--- Start of GIVEN PASSAGE ---

Court of Appeals of the State of New York
Mar 1, 1868
39 N.Y. 90 (N.Y. 1868)

Opinion

March Term, 1868

John Thompson, for the appellant.

Homer A. Nelson, for the respondent.



This case is distinguished from Le Roy v. The Park Insurance Company in this, that by one of the conditions of the policy in this case, the representations contained in the survey referred to in the policy, are made part of the policy, and are declared to be warranties. This must be deemed assented to by the plaintiff, when he accepted the policy, and it is therefore the contract between the parties. If these representations are warranties, it was error to submit to the jury the question, whether the particulars, in which, at the time when this policy was made, the premises did not correspond with the description, increased the risk or not. The rule of the charge to the jury, in this respect, is true as to mere representations, but not so of warranties; these the insurer may insist upon according to their tenor.

To assume, then, that the survey referred to in this policy was a mere representation, and submit to the jury the question of materiality, was error, for the policy of these defendants was issued after this survey was made.

On the question whether the survey produced on the trial was made as a survey by the plaintiff, and was intended as the basis of the insurances to be effected, or, on the other hand, whether there was another survey which the plaintiff supposed was the survey referred to in the policy, was in doubt upon the evidence, but that did not warrant an assumption by the court, in the charge to the jury, that there was no warranty.

If the Market Insurance company — the defendants — made the insurance in good faith, in reliance upon the survey produced on the trial, while the plaintiff supposed another survey was referred to, it may be true that the minds of the parties did not meet in any contract of insurance.

A new trial may throw more light upon that question.

The judgment must be reversed, and a new trial ordered; costs to abide the event.


The plaintiffs in this action claim to recover upon a policy of insurance, issued on the fifth day of June, 1861. It appeared, upon the trial, that on the fourteenth day of October, 1860, the Park Fire Insurance company insured the same property for the plaintiffs, and that the survey introduced in evidence was made in reference to that insurance on the twenty-second of May, 1861, and filed in the office of the latter company. This survey is entitled "State Fire Insurance Company of New Haven, Conn.," and although originally dated on the twenty-second of May, the date was subsequently altered to the fourteenth day of October previous, when the policy was actually issued. It is referred to in the policy of insurance, upon which this action is founded, in connection with a description of the location of the building, as a survey filed in the office of the Park Fire Insurance company, and in no other manner.

The principal questions arising in the case relate to the effect of the survey. The defendant claims that it was incorporated in, and became a part of, the policy, and, being such, that its terms and conditions were violated; and, therefore, that there was no question for the jury in the case, and the court should have directed a verdict in favor of the defendant. The correctness of the position thus assumed is based upon the ground, mainly, that the survey was an application on the part of the plaintiffs for an insurance, and that the representations made therein were a material part of the contract, and a warranty on the part of the plaintiffs. I think that this position cannot be maintained, and that it is, at least, exceedingly questionable, as the evidence stands, whether it was ever adopted by the plaintiffs as a survey, or an application on their part for insurance.

--- End of GIVEN PASSAGE ---
--- Start of RAW RECORDS ---

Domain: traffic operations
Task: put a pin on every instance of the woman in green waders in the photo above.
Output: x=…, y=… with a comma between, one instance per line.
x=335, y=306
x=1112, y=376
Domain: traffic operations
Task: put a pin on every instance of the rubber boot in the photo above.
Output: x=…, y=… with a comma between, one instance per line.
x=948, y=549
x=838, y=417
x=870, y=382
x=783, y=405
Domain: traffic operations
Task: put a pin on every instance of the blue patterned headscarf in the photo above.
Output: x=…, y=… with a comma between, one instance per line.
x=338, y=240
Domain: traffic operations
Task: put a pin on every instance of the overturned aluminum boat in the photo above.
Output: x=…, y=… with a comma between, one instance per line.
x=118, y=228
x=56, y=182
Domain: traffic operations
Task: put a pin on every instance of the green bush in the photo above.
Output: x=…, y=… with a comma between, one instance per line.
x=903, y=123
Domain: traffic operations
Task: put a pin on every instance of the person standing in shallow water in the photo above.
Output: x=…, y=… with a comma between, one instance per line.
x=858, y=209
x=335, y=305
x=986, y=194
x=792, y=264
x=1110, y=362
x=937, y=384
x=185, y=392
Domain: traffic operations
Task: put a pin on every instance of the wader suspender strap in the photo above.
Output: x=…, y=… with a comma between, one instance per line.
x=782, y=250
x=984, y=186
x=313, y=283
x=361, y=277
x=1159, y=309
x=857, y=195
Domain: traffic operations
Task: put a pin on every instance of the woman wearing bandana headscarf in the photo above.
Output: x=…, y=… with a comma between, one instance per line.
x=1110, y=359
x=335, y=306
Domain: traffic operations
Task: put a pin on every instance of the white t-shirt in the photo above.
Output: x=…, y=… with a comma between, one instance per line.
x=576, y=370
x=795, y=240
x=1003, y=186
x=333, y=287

--- End of RAW RECORDS ---

_WRITTEN INSTRUCTION 1:_ Rewrite the insurance opinion starting at "Homer A. Nelson, for" and ending at "to their tenor.", swapping in "guarantees" wherever "warranties" appears.
_WRITTEN INSTRUCTION 2:_ Continue the insurance opinion from its last sentence.

_EXERCISE RESPONSE 1:_
Homer A. Nelson, for the respondent.



This case is distinguished from Le Roy v. The Park Insurance Company in this, that by one of the conditions of the policy in this case, the representations contained in the survey referred to in the policy, are made part of the policy, and are declared to be guarantees. This must be deemed assented to by the plaintiff, when he accepted the policy, and it is therefore the contract between the parties. If these representations are guarantees, it was error to submit to the jury the question, whether the particulars, in which, at the time when this policy was made, the premises did not correspond with the description, increased the risk or not. The rule of the charge to the jury, in this respect, is true as to mere representations, but not so of guarantees; these the insurer may insist upon according to their tenor.

_EXERCISE RESPONSE 2:_
As we have already seen, the survey in question was made in reference to a policy in another company; and there is nothing in the body of the policy of the defendant which designates and states that such survey is a portion of it, or that it was adopted as such. The designation of it only relates to the description of the property, and does not, of itself, make it a part of the policy. It was in existence before the policy was issued; purported to be in another and different company, in which no policy had been taken out by the plaintiffs; and was filed in reference to another policy of the plaintiffs in another company. Independent of the inference to be drawn from the language of the policy itself, it is by no means clear, from the testimony, that it was intended to adopt the survey as an application of the plaintiffs, upon which the policy was issued.

While the testimony of the agent of the company tends to establish that this survey was made out with the approbation of the plaintiffs, and in reference to the policy issued by the Park Fire Insurance company, it is expressly denied by one of the plaintiffs, and another witness, that such was the fact; and it is proved to be a mere private memorandum, made by the agent for his own benefit, and that another survey was actually made, and sent to the agent by the plaintiffs. The evidence, certainly, is strongly adverse to the claim of the defendant, that the survey introduced in evidence was in fact the survey given by the plaintiffs for the purpose of the insurance obtained in the Park Fire Insurance company. At least the testimony was conflicting, and, with such contradictory statements, it was not, I think, sufficiently established, even as to the Park Fire Insurance company, that it was an act of the plaintiffs, and that the statements therein contained were binding upon them as a warranty or representation. Even if the survey was applicable to the Park Fire Insurance company, which I think is not the case, yet, being in existence at the time when the policy of the defendant was issued, and it not appearing that the plaintiffs adopted it, and it being apparent that the reference to it in the policy was the act of the company and confined and limited merely to the description of the location of the building, the plaintiffs are not responsible for it.

In Rowley v. The Empire Ins. Co. ( 36 N.Y. 550), it was held, that an agent, authorized to take applications for insurance, should be deemed to be acting within the scope of his authority when he fills up the blank application of insurance; and if, by his fault or negligence, it contains a material misstatement, not authorized by the instructions of the party who signs it, the wrong should be imputed to the company and not to the assured. If we apply this rule to the case under consideration, it cannot, I think, be said justly, that the defendant is relieved from responsibility. The defendant's agent made the survey; and, as there is evidence to show that the plaintiffs regarded it as a mere memorandum of the agent, and that another survey was sent by the plaintiffs, it was at least a fair question for the jury to determine whether it was the act of the plaintiffs. If the views expressed are sound, then it necessarily follows, that the court, upon the trial, properly refused the motion for a nonsuit and to direct a verdict in favor of the defendant.

It also follows, as a consequence, that the several requests to charge the jury, predicated upon the theory that the survey was to be considered in connection with the policy, were properly refused.

There was no error in refusing to charge, that the fact that the building was open and accessible to intruders, and unwatched, made the risk greater and avoided the policy. There was testimony to show that the windows were nailed, the doors barred or locked, and the mill properly protected and taken care of; and the request made assumed as a fact what was at least exceedingly doubtful. The request to charge, that the keeping or leaving of paper-cuttings in the mill increased the risk and voided the policy, was also properly refused. There was no proof that there was any such paper-cuttings in the mill. There was evidence that a pile of waste paper was there; but the same witness who testified to this fact also swore that there is always more or less waste paper around a paper-mill, and the proof did not show that such waste paper increased the risk upon the policy taken.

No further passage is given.